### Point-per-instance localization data

--- START ---

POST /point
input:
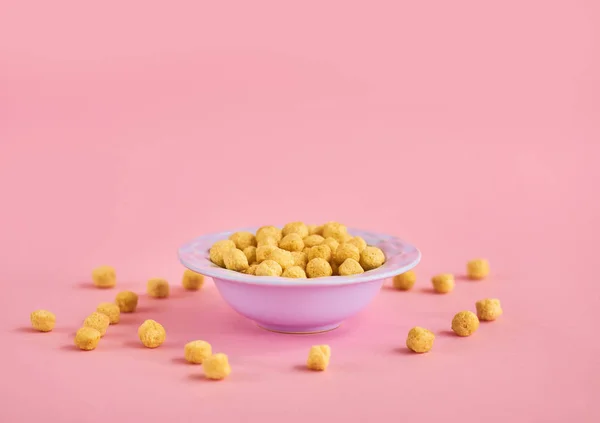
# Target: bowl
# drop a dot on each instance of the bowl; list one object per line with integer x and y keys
{"x": 300, "y": 305}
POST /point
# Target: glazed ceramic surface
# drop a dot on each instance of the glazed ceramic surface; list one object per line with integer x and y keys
{"x": 300, "y": 305}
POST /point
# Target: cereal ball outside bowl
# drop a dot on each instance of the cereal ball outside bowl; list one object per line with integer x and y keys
{"x": 297, "y": 304}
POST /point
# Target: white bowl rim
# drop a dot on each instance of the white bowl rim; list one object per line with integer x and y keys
{"x": 400, "y": 257}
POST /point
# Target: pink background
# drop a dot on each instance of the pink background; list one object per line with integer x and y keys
{"x": 470, "y": 128}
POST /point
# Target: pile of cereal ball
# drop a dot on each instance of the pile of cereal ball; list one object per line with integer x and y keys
{"x": 297, "y": 251}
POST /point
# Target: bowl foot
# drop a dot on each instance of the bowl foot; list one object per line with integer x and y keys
{"x": 298, "y": 331}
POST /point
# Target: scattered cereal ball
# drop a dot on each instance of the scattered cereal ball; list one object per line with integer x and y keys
{"x": 42, "y": 320}
{"x": 334, "y": 269}
{"x": 295, "y": 228}
{"x": 291, "y": 242}
{"x": 87, "y": 338}
{"x": 243, "y": 240}
{"x": 191, "y": 280}
{"x": 264, "y": 252}
{"x": 269, "y": 268}
{"x": 269, "y": 240}
{"x": 320, "y": 251}
{"x": 359, "y": 242}
{"x": 98, "y": 321}
{"x": 152, "y": 334}
{"x": 313, "y": 240}
{"x": 235, "y": 260}
{"x": 218, "y": 249}
{"x": 419, "y": 339}
{"x": 318, "y": 267}
{"x": 335, "y": 230}
{"x": 216, "y": 367}
{"x": 443, "y": 283}
{"x": 350, "y": 267}
{"x": 111, "y": 310}
{"x": 157, "y": 288}
{"x": 251, "y": 270}
{"x": 197, "y": 351}
{"x": 345, "y": 251}
{"x": 332, "y": 243}
{"x": 488, "y": 309}
{"x": 465, "y": 323}
{"x": 250, "y": 253}
{"x": 284, "y": 258}
{"x": 371, "y": 258}
{"x": 318, "y": 357}
{"x": 315, "y": 230}
{"x": 104, "y": 277}
{"x": 405, "y": 281}
{"x": 268, "y": 232}
{"x": 478, "y": 268}
{"x": 127, "y": 301}
{"x": 300, "y": 259}
{"x": 294, "y": 272}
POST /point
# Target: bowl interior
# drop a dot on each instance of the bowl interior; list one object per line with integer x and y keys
{"x": 400, "y": 257}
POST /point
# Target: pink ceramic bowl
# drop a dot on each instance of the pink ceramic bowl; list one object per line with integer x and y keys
{"x": 300, "y": 305}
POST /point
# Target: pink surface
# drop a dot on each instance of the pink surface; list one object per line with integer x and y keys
{"x": 468, "y": 128}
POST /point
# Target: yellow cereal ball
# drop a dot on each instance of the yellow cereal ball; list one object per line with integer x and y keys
{"x": 334, "y": 269}
{"x": 291, "y": 242}
{"x": 269, "y": 240}
{"x": 346, "y": 251}
{"x": 443, "y": 283}
{"x": 157, "y": 288}
{"x": 488, "y": 309}
{"x": 284, "y": 258}
{"x": 465, "y": 323}
{"x": 250, "y": 253}
{"x": 235, "y": 260}
{"x": 350, "y": 267}
{"x": 104, "y": 277}
{"x": 152, "y": 334}
{"x": 335, "y": 230}
{"x": 405, "y": 281}
{"x": 318, "y": 357}
{"x": 315, "y": 229}
{"x": 251, "y": 270}
{"x": 111, "y": 310}
{"x": 295, "y": 228}
{"x": 268, "y": 268}
{"x": 98, "y": 321}
{"x": 268, "y": 232}
{"x": 420, "y": 340}
{"x": 300, "y": 259}
{"x": 197, "y": 351}
{"x": 318, "y": 267}
{"x": 359, "y": 242}
{"x": 216, "y": 367}
{"x": 127, "y": 301}
{"x": 42, "y": 320}
{"x": 294, "y": 272}
{"x": 478, "y": 269}
{"x": 191, "y": 280}
{"x": 243, "y": 240}
{"x": 264, "y": 252}
{"x": 371, "y": 258}
{"x": 320, "y": 251}
{"x": 332, "y": 243}
{"x": 218, "y": 249}
{"x": 313, "y": 240}
{"x": 87, "y": 338}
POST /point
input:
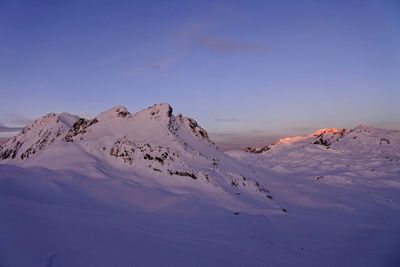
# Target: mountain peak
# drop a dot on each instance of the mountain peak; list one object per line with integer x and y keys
{"x": 158, "y": 110}
{"x": 117, "y": 111}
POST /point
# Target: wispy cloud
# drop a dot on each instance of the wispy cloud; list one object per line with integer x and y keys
{"x": 227, "y": 120}
{"x": 221, "y": 45}
{"x": 17, "y": 119}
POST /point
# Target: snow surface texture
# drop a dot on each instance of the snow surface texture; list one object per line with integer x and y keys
{"x": 150, "y": 189}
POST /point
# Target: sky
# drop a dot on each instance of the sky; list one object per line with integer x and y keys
{"x": 243, "y": 69}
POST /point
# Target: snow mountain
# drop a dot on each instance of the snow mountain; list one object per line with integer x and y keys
{"x": 150, "y": 145}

--- END ---

### WORK REQUIRED
Repeat every record precisely. Any picture among them stays out of the copy.

### WRITTEN ANSWER
POST /point
input:
# Target: bowl
# drop a dot on each instance of the bowl; list one object per line with integer x and y keys
{"x": 300, "y": 305}
POST /point
# Target: glazed ceramic surface
# drop a dot on each instance of the glazed ceramic surface; list one object per line with integer x and y keys
{"x": 300, "y": 305}
POST /point
# Target: cereal ball outside bowl
# drop a dot on each instance of the cereal ball outside bowl; list one object per line with integer x and y keys
{"x": 297, "y": 304}
POST /point
# Target: white bowl rim
# drop a dot on each instance of the white bowl rim; list one object per line with integer x and y keys
{"x": 400, "y": 257}
POST /point
# Target: pink background
# drop a dot on each instance of the pink background; list one object per line with integer x and y keys
{"x": 470, "y": 128}
POST /point
# Target: pile of cereal ball
# drop a dot on each instance of the pile of cereal ball; list one object per line with integer x and y keys
{"x": 297, "y": 251}
POST /point
# Target: bowl foot
# drop a dot on each instance of the bowl foot; list one object per line with integer x and y keys
{"x": 298, "y": 331}
POST /point
# Target: scattered cereal ball
# drop a dot on each instance of the scattered cereal ball; list one object per line with integer x and y keys
{"x": 42, "y": 320}
{"x": 334, "y": 269}
{"x": 295, "y": 228}
{"x": 291, "y": 242}
{"x": 87, "y": 338}
{"x": 243, "y": 240}
{"x": 191, "y": 280}
{"x": 264, "y": 252}
{"x": 269, "y": 268}
{"x": 269, "y": 240}
{"x": 320, "y": 251}
{"x": 359, "y": 242}
{"x": 98, "y": 321}
{"x": 152, "y": 334}
{"x": 313, "y": 240}
{"x": 235, "y": 260}
{"x": 218, "y": 249}
{"x": 419, "y": 339}
{"x": 318, "y": 267}
{"x": 335, "y": 230}
{"x": 216, "y": 367}
{"x": 443, "y": 283}
{"x": 350, "y": 267}
{"x": 111, "y": 310}
{"x": 157, "y": 288}
{"x": 251, "y": 270}
{"x": 197, "y": 351}
{"x": 345, "y": 251}
{"x": 332, "y": 243}
{"x": 488, "y": 309}
{"x": 465, "y": 323}
{"x": 250, "y": 253}
{"x": 284, "y": 258}
{"x": 371, "y": 258}
{"x": 318, "y": 357}
{"x": 315, "y": 230}
{"x": 104, "y": 277}
{"x": 405, "y": 281}
{"x": 268, "y": 232}
{"x": 478, "y": 268}
{"x": 127, "y": 301}
{"x": 300, "y": 259}
{"x": 294, "y": 272}
POST /point
# Target: bowl interior
# drop a dot on each instance of the bowl interior; list one object per line with integer x and y keys
{"x": 400, "y": 257}
POST /point
# Target: pink ceramic bowl
# drop a dot on each instance of the pink ceramic bowl; list one object per line with integer x and y keys
{"x": 300, "y": 305}
POST /point
# Target: pink surface
# drop a dot on each instance of the pink surface; list one object per line with integer x and y keys
{"x": 468, "y": 128}
POST /point
# Target: yellow cereal ball
# drop a dot on each instance of the yellow cereal ball; list one object per line with integer x and y keys
{"x": 334, "y": 269}
{"x": 291, "y": 242}
{"x": 269, "y": 240}
{"x": 346, "y": 251}
{"x": 443, "y": 283}
{"x": 157, "y": 288}
{"x": 488, "y": 309}
{"x": 284, "y": 258}
{"x": 465, "y": 323}
{"x": 250, "y": 253}
{"x": 235, "y": 260}
{"x": 350, "y": 267}
{"x": 104, "y": 277}
{"x": 152, "y": 334}
{"x": 335, "y": 230}
{"x": 405, "y": 281}
{"x": 318, "y": 357}
{"x": 315, "y": 229}
{"x": 251, "y": 270}
{"x": 111, "y": 310}
{"x": 295, "y": 228}
{"x": 268, "y": 268}
{"x": 98, "y": 321}
{"x": 268, "y": 232}
{"x": 420, "y": 340}
{"x": 300, "y": 259}
{"x": 197, "y": 351}
{"x": 318, "y": 267}
{"x": 359, "y": 242}
{"x": 216, "y": 367}
{"x": 127, "y": 301}
{"x": 42, "y": 320}
{"x": 294, "y": 272}
{"x": 478, "y": 269}
{"x": 191, "y": 280}
{"x": 243, "y": 240}
{"x": 264, "y": 252}
{"x": 371, "y": 258}
{"x": 320, "y": 251}
{"x": 332, "y": 243}
{"x": 218, "y": 249}
{"x": 313, "y": 240}
{"x": 87, "y": 338}
POST /point
input:
# Target: mountain peak
# drop a dot on each instance of the mountain peak; list one object per line with integer x and y keys
{"x": 158, "y": 110}
{"x": 117, "y": 111}
POST /point
# Target: wispy cloud
# drop a dot on each instance of the wispy cloud; list one object per line with integer x and y keys
{"x": 227, "y": 120}
{"x": 221, "y": 45}
{"x": 17, "y": 119}
POST /point
# Target: snow surface texture
# drop a dot on each instance of the snow surface texture; list one object per line with integer x and y keys
{"x": 150, "y": 189}
POST /point
# Target: sky
# drop a dot on each instance of the sky; list one object per line with integer x and y keys
{"x": 243, "y": 69}
POST /point
# Target: snow mountain
# drop a dot on each instance of the snow mountain; list one object per line with integer x and y keys
{"x": 150, "y": 145}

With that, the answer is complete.